▶ _Work to do_:
Pick out every line in the rows below that contains the word "door", and list them.

▶ _Exercise data_:
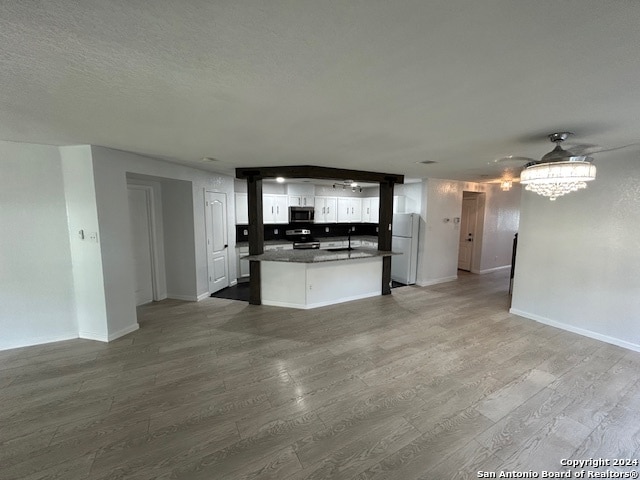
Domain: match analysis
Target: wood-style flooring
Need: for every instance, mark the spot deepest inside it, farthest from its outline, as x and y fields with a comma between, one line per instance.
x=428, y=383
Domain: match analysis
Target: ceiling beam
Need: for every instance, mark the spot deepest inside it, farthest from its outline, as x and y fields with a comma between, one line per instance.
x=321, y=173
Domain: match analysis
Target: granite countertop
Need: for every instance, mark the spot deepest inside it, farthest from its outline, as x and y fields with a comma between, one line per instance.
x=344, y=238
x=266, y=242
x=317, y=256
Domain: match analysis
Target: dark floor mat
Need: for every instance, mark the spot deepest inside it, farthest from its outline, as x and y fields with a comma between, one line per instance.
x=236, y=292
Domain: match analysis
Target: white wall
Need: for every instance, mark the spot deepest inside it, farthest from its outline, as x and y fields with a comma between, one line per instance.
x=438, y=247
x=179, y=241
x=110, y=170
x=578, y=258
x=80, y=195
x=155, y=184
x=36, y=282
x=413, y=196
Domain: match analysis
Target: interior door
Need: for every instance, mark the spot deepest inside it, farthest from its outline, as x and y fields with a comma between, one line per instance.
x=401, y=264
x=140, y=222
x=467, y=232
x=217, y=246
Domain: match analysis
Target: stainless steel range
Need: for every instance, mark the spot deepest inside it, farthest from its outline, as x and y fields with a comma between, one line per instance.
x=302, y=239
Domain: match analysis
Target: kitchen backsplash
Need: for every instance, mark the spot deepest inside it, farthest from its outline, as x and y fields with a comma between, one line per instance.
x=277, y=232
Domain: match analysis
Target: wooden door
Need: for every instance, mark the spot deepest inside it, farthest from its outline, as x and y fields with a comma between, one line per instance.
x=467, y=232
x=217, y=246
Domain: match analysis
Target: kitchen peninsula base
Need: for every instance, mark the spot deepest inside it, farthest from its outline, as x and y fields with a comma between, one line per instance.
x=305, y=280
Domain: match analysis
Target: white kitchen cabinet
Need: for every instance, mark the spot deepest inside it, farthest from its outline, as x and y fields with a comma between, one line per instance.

▶ _Task output_:
Target: interior door
Target: wooden door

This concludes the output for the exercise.